Documento
───

Eduardo
Szklarz
Todos os dias, a violência sectária faz novas vítimas. Por trás dos
números que permeiam as notícias recentes, contudo, existe um conflito
histórico que remonta às primeiras gerações de muçulmanos.
Tudo começou com uma desavença política, que sofreu
uma transformação gradual nos séculos seguintes. Os dois lados adquiriram
diferenças teológicas, colecionaram ressentimentos e hoje protagonizam um
confronto geopolítico.
O sucessor de Maomé
Para entender a disputa entre xiitas e sunitas é
preciso voltar ao século 7, quando Maomé fundou o Islã. Segundo a tradição
muçulmana, os seguidores do Profeta deixaram a idolatria para seguir Alá, o
deus único. Maomé foi perseguido em Meca, sua cidade natal, e migrou para
Medina – onde fundou a primeira comunidade islâmica (a umma). Lá, tornou-se um
líder religioso, político e militar. E as revelações divinas feitas a ele
ficaram registradas no Corão, o livro sagrado dos muçulmanos.
Maomé nunca deixou claro quem seria seu sucessor.
Quando morreu, em 632, a comunidade muçulmana tinha um belo abacaxi nas mãos.
Como seria escolhido o novo líder? Que funções ele teria? Quanto duraria o
mandato? Assim, surgiram dois grupos antagônicos. “O primeiro, minoritário,
preferia reservar a honra da linhagem profética à família de Maomé. Seu
pretendente era Ali ibn Abi Talib, genro do Profeta, casado com sua filha
Fátima”, diz o historiador Peter Demant, autor de O Mundo Muçulmano. “Para a
segunda corrente, porém, qualquer fiel poderia ser candidato, desde que fosse
aceito por consenso pela comunidade.”
O grupo menor formava o Shiat Ali, ou “partido de Ali”. Seus seguidores
ficaram conhecidos como xiitas. A facção majoritária foi chamada de sunita (do
termo Ahl al Sunna, “o povo da tradição”). Em meio à emergência de escolher um
novo líder, o círculo íntimo dos seguidores do Profeta elegeu Abu Bakr, velho
companheiro de Maomé. Abu Bakr usou o título de califa (khalifa khalifa), uma
palavra árabe que combina as ideias de sucessor e representante. Os sunitas
aplaudiram a escolha, mas o xiitas protestaram: eles insistiam que Ali era
o candidato legítimo.

───

Dados extraídos
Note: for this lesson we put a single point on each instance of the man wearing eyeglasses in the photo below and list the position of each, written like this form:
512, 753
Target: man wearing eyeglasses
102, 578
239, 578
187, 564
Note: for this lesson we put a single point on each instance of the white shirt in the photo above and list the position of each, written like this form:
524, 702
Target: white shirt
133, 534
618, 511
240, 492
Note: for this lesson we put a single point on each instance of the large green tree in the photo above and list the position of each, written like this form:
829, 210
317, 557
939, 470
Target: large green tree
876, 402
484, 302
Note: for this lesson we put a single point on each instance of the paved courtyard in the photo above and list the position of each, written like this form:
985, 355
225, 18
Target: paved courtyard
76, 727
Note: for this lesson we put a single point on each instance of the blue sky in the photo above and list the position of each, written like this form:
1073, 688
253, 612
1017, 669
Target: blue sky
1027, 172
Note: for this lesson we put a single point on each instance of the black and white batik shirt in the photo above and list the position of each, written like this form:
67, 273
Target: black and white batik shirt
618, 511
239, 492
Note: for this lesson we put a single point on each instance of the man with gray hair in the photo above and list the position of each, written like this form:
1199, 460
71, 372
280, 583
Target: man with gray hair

───

Tarefas obrigatórias
1) Como fica em inglês a frase "Maomé nunca deixou claro quem seria seu sucessor.", tirada do texto sobre xiitas e sunitas?
2) Cite sem alterações o trecho dos registros que começa na linha que contém "the man with" e vai até o fim dos registros, incluindo essa primeira linha.
Os registros não guardam nenhuma relação com o texto sobre xiitas e sunitas.

Respostas do exercício
1) Muhammad never made clear who his successor would be.

2)
Note: for this lesson we put a single point on each instance of the man with gray hair in the photo above and list the position of each, written like this form:
1199, 460
71, 372
280, 583
Target: man with gray hair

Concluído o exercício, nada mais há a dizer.